[Data extracted from a collection]
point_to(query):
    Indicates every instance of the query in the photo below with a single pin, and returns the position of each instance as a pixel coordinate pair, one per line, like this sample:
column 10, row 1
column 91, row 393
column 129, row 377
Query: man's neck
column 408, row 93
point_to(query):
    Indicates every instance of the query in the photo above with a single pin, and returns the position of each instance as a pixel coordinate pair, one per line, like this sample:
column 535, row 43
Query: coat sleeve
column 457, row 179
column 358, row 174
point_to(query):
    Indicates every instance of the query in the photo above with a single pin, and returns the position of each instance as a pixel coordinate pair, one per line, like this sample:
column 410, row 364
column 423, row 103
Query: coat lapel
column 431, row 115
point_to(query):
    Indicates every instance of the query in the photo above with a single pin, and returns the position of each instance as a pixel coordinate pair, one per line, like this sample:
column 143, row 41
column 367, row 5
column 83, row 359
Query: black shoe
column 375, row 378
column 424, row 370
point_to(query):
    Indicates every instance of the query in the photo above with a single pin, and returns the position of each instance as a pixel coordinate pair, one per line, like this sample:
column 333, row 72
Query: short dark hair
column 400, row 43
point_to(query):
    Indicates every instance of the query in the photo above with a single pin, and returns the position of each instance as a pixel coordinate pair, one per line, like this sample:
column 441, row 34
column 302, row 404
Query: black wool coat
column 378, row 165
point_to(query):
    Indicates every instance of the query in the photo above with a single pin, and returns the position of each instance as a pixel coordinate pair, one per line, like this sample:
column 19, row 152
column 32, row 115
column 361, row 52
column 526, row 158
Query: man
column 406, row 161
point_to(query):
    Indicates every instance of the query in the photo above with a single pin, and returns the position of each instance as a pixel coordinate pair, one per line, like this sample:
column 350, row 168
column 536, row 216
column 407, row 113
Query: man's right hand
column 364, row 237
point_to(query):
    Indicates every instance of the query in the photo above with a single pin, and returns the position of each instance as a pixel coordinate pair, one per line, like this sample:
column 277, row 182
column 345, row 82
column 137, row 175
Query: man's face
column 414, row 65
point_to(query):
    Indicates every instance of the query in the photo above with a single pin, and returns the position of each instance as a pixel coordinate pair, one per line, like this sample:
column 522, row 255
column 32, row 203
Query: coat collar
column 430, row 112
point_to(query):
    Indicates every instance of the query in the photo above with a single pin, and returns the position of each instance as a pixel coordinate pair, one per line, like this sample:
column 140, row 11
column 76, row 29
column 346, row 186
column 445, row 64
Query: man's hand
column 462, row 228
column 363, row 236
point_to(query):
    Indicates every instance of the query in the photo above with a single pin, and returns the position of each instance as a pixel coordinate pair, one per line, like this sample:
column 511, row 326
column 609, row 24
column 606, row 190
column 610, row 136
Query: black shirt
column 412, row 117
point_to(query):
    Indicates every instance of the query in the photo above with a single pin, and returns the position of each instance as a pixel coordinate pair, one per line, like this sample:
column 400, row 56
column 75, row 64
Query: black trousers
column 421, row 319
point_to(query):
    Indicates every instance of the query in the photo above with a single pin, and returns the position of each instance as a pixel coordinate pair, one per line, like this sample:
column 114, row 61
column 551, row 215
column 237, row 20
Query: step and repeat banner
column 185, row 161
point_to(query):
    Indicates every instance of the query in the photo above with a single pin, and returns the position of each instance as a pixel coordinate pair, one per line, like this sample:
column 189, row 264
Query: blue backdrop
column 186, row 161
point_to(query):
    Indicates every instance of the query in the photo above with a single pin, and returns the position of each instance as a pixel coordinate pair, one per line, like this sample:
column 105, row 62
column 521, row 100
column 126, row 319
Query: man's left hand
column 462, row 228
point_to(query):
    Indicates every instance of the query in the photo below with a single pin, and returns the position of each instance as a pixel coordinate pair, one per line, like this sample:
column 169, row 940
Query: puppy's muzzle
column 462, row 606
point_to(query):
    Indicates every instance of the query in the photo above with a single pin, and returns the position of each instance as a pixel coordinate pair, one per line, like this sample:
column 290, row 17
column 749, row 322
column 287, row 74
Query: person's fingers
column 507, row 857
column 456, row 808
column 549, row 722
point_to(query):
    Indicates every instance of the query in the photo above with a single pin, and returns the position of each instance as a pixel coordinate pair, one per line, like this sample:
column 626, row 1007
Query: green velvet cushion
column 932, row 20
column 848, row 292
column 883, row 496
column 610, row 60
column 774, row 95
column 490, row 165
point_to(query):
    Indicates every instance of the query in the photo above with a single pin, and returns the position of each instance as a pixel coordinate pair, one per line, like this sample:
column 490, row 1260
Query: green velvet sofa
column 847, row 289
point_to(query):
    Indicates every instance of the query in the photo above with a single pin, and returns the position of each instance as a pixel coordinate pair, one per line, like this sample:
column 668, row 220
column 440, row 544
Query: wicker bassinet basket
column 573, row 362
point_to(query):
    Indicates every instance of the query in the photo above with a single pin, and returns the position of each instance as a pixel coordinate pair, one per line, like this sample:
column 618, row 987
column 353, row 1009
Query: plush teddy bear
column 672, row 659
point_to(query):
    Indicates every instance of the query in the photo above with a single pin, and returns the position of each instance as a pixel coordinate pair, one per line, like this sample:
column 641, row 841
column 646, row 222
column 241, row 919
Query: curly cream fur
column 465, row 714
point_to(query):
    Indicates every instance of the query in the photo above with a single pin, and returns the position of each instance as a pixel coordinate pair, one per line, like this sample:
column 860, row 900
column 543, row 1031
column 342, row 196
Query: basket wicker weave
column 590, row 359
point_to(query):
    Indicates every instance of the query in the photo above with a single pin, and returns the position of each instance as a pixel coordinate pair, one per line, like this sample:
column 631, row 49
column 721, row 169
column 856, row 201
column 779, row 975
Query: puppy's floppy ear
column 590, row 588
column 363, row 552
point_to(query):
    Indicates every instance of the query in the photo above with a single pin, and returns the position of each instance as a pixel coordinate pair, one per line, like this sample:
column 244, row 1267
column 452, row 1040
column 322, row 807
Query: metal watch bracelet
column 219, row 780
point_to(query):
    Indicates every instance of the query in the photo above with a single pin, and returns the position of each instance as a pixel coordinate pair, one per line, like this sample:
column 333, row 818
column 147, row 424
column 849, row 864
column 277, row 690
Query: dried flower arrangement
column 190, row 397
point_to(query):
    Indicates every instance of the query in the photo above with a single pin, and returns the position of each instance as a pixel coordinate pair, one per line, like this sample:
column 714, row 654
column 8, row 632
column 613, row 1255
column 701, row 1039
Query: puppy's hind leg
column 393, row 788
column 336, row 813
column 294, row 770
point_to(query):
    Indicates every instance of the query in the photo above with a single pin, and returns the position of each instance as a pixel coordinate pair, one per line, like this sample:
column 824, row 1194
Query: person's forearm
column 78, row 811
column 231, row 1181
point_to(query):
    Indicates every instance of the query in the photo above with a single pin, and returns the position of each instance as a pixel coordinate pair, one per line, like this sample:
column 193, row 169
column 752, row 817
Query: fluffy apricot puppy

▶ ACTION ITEM: Copy the records exactly, keeping every word in place.

▶ RESULT:
point_to(query):
    Indicates every instance of the query in the photo below with a single pin, and returns the position of each instance as a pixel coordinate pair, one per line, like this sample:
column 10, row 1
column 91, row 393
column 129, row 377
Query: man's neck
column 408, row 93
point_to(query):
    Indicates every instance of the query in the photo above with a single pin, and returns the position of each instance as a pixel coordinate pair, one per line, like this sample:
column 535, row 43
Query: coat sleeve
column 457, row 179
column 358, row 174
point_to(query):
    Indicates every instance of the query in the photo above with a single pin, and returns the position of each instance as a pixel coordinate pair, one per line, like this sample:
column 410, row 364
column 423, row 103
Query: coat lapel
column 431, row 115
point_to(query):
    Indicates every instance of the query in the photo above with a single pin, and returns the position of each instance as a pixel coordinate pair, one per line, like this sample:
column 143, row 41
column 367, row 5
column 83, row 359
Query: black shoe
column 375, row 378
column 424, row 370
point_to(query):
    Indicates every instance of the query in the photo above with a single pin, and returns the position of each instance as a pixel coordinate pair, one per line, like this sample:
column 333, row 72
Query: short dark hair
column 400, row 43
point_to(query):
    Indicates every instance of the query in the photo above with a single pin, and returns the position of each instance as a pixel coordinate pair, one per line, like this sample:
column 441, row 34
column 302, row 404
Query: black wool coat
column 378, row 165
point_to(query):
    Indicates every instance of the query in the photo above with a single pin, and returns the position of each instance as a pixel coordinate pair, one per line, like this sample:
column 19, row 152
column 32, row 115
column 361, row 52
column 526, row 158
Query: man
column 406, row 161
point_to(query):
    Indicates every instance of the query in the photo above with a single pin, and returns the position of each instance as a pixel coordinate pair, one per line, like this sample:
column 350, row 168
column 536, row 216
column 407, row 113
Query: man's right hand
column 364, row 237
point_to(query):
    Indicates every instance of the query in the photo above with a single pin, and returns the position of each instance as a pixel coordinate pair, one per line, like this sample:
column 277, row 182
column 345, row 82
column 137, row 175
Query: man's face
column 414, row 65
point_to(query):
    Indicates every instance of the query in the photo above with a single pin, and returns the position of each instance as a pixel coordinate pair, one per line, like this sample:
column 522, row 255
column 32, row 203
Query: coat collar
column 430, row 112
point_to(query):
    Indicates every instance of the query in the photo above with a single pin, and returns the position of each instance as a pixel coordinate pair, one per line, like this sample:
column 140, row 11
column 76, row 29
column 346, row 186
column 445, row 64
Query: man's hand
column 462, row 228
column 363, row 236
point_to(query):
    Indicates every instance of the query in the photo above with a single pin, and returns the position of each instance as a pixel coordinate pair, one per line, like this sample:
column 511, row 326
column 609, row 24
column 606, row 190
column 610, row 136
Query: black shirt
column 412, row 117
point_to(query):
    Indicates every instance of the query in the photo above with a single pin, and returns the position of each instance as a pixel coordinate pair, one per line, like this sample:
column 400, row 56
column 75, row 64
Query: black trousers
column 421, row 319
point_to(query):
    Indicates every instance of the query in the photo above with a single pin, and returns the position of each instance as a pixel coordinate pair, one per line, like this sample:
column 114, row 61
column 551, row 215
column 237, row 20
Query: step and repeat banner
column 185, row 161
point_to(query):
    Indicates every instance of the query in the photo above with a single pin, and returns the position of each instance as a pixel coordinate pair, one per line, like this sample:
column 189, row 264
Query: blue backdrop
column 186, row 161
point_to(query):
    Indicates every instance of the query in the photo above with a single pin, and returns the position of each instance as a pixel coordinate pair, one per line, like this sample:
column 105, row 62
column 521, row 100
column 126, row 319
Query: man's left hand
column 462, row 228
point_to(query):
    Indicates every instance of the query in the photo below with a single pin, and returns the position of each instance as a pixel coordinate pair, one per line, like this sample:
column 169, row 940
Query: puppy's muzzle
column 462, row 606
point_to(query):
    Indicates every instance of the query in the photo above with a single pin, and returns the position of each instance as a pixel coordinate pair, one per line, like this sample:
column 290, row 17
column 749, row 322
column 287, row 74
Query: person's fingers
column 507, row 857
column 456, row 808
column 549, row 722
point_to(query):
    Indicates every instance of the query in the photo above with a single pin, and returns the position of each instance as a pixel coordinate pair, one per line, like this sample:
column 626, row 1007
Query: green velvet cushion
column 932, row 20
column 848, row 292
column 883, row 496
column 610, row 60
column 774, row 95
column 490, row 165
point_to(query):
    Indicates every instance of the query in the photo above with a single pin, and returns the position of each instance as a pixel coordinate pair, one per line, like this sample:
column 490, row 1260
Query: green velvet sofa
column 847, row 289
point_to(query):
    Indicates every instance of the query in the photo above with a single pin, and returns the position of each instance as a pixel coordinate pair, one per line, like this sample:
column 668, row 220
column 440, row 544
Query: wicker bassinet basket
column 573, row 362
point_to(query):
    Indicates every instance of the query in the photo above with a single pin, and returns the position of each instance as a pixel coordinate pair, one per line, like this sample:
column 618, row 987
column 353, row 1009
Query: plush teddy bear
column 672, row 659
point_to(query):
    Indicates every instance of the query in the photo above with a single pin, and returns the position of each instance as a pixel coordinate pair, one per line, like this sample:
column 641, row 841
column 646, row 222
column 241, row 919
Query: curly cream fur
column 465, row 714
point_to(query):
    Indicates every instance of the query in the photo above with a single pin, and returns the position of each instance as a pixel coordinate pair, one per line, like this sample:
column 860, row 900
column 543, row 1031
column 342, row 196
Query: basket wicker weave
column 590, row 359
point_to(query):
    Indicates every instance of the query in the photo above with a single pin, and returns the position of each instance as a pixel coordinate pair, one per line, like this sample:
column 631, row 49
column 721, row 169
column 856, row 201
column 779, row 975
Query: puppy's floppy ear
column 590, row 588
column 363, row 552
point_to(query):
    Indicates every instance of the query in the photo above with a single pin, and returns the position of each instance as a pixel coordinate pair, one per line, like this sample:
column 244, row 1267
column 452, row 1040
column 322, row 807
Query: metal watch bracelet
column 219, row 780
point_to(query):
    Indicates every instance of the query in the photo above with a single pin, and returns the position of each instance as a pixel coordinate pair, one per line, like this sample:
column 333, row 818
column 147, row 424
column 849, row 864
column 277, row 690
Query: dried flower arrangement
column 190, row 397
point_to(query):
    Indicates every instance of the query in the photo above with a single pin, and returns the position of each instance as a pixel coordinate pair, one per line, like this sample:
column 714, row 654
column 8, row 632
column 613, row 1255
column 701, row 1039
Query: puppy's hind leg
column 393, row 788
column 336, row 813
column 294, row 770
point_to(query):
    Indicates every instance of the query in the photo above with a single pin, and returns the position of each instance as a pixel coordinate pair, one per line, like this sample:
column 824, row 1194
Query: person's forearm
column 78, row 811
column 231, row 1181
point_to(query):
    Indicates every instance of the query in the photo above with a single pin, and returns the position of each instance as a pixel coordinate pair, one per line, like this sample:
column 193, row 169
column 752, row 817
Query: fluffy apricot puppy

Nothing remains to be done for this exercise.